++++ Material for this exercise

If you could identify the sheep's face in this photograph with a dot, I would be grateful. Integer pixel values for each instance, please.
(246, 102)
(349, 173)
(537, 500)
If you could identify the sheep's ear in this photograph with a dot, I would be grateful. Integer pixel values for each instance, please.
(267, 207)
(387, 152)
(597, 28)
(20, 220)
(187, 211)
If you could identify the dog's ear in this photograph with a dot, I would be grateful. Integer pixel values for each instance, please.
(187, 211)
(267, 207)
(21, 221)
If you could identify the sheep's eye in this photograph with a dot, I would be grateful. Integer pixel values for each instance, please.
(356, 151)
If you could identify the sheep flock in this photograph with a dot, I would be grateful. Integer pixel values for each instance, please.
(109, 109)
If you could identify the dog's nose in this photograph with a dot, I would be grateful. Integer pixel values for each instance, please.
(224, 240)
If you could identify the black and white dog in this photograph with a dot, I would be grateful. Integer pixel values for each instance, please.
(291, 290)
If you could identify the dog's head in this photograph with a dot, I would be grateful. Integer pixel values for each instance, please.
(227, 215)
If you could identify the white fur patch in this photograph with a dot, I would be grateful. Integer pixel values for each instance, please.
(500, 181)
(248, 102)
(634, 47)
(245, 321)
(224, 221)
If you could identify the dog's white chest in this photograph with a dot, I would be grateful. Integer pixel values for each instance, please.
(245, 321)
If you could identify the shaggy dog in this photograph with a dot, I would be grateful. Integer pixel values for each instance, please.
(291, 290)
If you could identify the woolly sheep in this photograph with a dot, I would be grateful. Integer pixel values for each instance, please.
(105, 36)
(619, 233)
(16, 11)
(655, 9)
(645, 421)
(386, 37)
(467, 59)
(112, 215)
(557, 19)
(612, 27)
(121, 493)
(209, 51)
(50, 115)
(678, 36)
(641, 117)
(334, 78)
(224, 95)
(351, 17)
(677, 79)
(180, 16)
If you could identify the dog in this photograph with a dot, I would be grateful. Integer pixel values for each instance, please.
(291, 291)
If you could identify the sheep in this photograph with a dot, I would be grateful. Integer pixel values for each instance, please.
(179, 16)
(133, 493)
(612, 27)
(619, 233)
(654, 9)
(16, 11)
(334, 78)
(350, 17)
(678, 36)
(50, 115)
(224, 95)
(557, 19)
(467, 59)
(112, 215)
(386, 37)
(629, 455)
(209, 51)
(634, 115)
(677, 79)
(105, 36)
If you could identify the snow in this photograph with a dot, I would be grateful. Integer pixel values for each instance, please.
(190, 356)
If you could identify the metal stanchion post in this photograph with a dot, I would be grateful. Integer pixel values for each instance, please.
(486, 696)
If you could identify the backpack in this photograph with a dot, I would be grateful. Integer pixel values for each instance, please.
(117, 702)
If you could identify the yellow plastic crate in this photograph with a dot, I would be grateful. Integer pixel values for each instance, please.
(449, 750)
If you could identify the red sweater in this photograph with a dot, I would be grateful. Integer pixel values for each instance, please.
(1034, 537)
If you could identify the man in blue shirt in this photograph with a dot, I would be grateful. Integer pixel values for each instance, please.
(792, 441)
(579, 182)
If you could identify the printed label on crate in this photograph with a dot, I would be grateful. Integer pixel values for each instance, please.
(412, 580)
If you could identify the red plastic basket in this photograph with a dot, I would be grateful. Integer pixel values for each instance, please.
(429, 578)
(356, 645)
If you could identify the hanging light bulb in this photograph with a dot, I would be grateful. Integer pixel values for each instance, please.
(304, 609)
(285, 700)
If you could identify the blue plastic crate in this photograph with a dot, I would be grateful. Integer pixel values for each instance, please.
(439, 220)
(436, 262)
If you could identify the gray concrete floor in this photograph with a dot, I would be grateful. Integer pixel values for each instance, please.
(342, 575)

++++++++

Your task is to retype all of the records exactly.

If you could identify the sheep's face in this photograph with a dot, I would be grateful. Integer pixel values for each instance, please.
(246, 102)
(349, 173)
(537, 500)
If you could identify the sheep's ear in this photograph with a dot, I would be grateful. Integer pixel values for each instance, please.
(267, 207)
(387, 152)
(597, 28)
(20, 220)
(187, 211)
If you could identify the dog's ear in this photograph with a dot, I would be grateful. Integer pixel values for each instance, please.
(187, 211)
(267, 207)
(21, 221)
If you could identify the sheep's eye in this photograph with a dot, I would be grateful. Integer pixel values for each instance, please.
(356, 151)
If you could identify the sheep flock in this photograph with a dot, I would be grateful. Integer pixel values for each instance, please.
(109, 109)
If you could identify the dog's nose in this photograph with a dot, I would be grateful. Integer pixel values for each instance, please.
(224, 240)
If you could identify the black and white dog in this photograph with a dot, I would be grateful. Integer pixel values for each instance, please.
(291, 290)
If you could identify the dog's head in this photograph with a dot, I would be grateful. Integer pixel values for each instance, please.
(227, 215)
If you could identify the white fur patch in this photograph with a dot, I would be grateful. Integer pixel values for each instance, please.
(500, 181)
(248, 102)
(634, 47)
(245, 321)
(224, 221)
If you could identify the dog's white chest in this photograph with a dot, I would be grateful. Integer pixel values for each instance, please.
(245, 321)
If you could identify the shaggy dog in this photograph with a dot, I would be grateful. Integer pixel values for each instance, please.
(291, 290)
If you could identify the woolly sheep in this photograph with a dot, I would be grateful. Integer pixel values for each instance, please.
(105, 36)
(619, 233)
(16, 11)
(655, 9)
(645, 421)
(386, 37)
(467, 59)
(112, 215)
(557, 19)
(612, 27)
(121, 493)
(209, 51)
(50, 115)
(678, 36)
(641, 117)
(334, 78)
(224, 95)
(351, 17)
(677, 79)
(180, 16)
If you could identify the dog in this photograph with a dot, I would be grateful. Integer pixel values for each instance, please.
(291, 291)
If you could identify the sheep in this photograph with a dot, I would be grateful. Integer pixel values for each instance, please.
(179, 16)
(133, 493)
(612, 27)
(619, 233)
(654, 9)
(16, 11)
(334, 78)
(350, 17)
(678, 36)
(50, 115)
(224, 95)
(557, 19)
(467, 59)
(112, 215)
(386, 37)
(629, 455)
(209, 51)
(634, 115)
(677, 79)
(105, 36)
If you could identify the snow in this photograph with a dot, I would be grateful. Integer pixel values for each instance, please.
(190, 356)
If you could identify the metal stanchion post in this photograph with a dot, I would be grateful. Integer pixel values for each instance, please.
(486, 696)
If you could identify the backpack in this photograph with a dot, I would be grateful. Integer pixel values for each instance, please.
(117, 702)
If you could identify the yellow plastic crate in this photograph with a dot, I would be grateful. Integer pixel values for each instance, please.
(449, 750)
If you could identify the red sweater in this photograph with a dot, I would be grateful. Integer pixel values for each instance, please.
(1034, 537)
If you could identify the man in blue shirt in this photograph with a dot, I would be grateful. Integer pixel values for each instance, please.
(792, 441)
(579, 182)
If you could identify the printed label on crate in this photograph with a dot, I would be grateful. Integer pixel values for each instance, please.
(412, 580)
If you could identify the red plastic basket in this photograph with a dot, I would be grateful. Integer pixel values for each instance, please.
(429, 578)
(356, 645)
If you could identify the hanging light bulb in this photograph with a dot, I would be grateful. Integer pixel values for each instance, please.
(304, 609)
(285, 700)
If you could identify the blue plastic crate in this photograph with a dot, I would be grateful. Integer pixel values for each instance, please.
(439, 220)
(436, 262)
If you could identify the gray concrete floor in this photograph with a dot, I would be grateful. Integer pixel values for each instance, please.
(342, 575)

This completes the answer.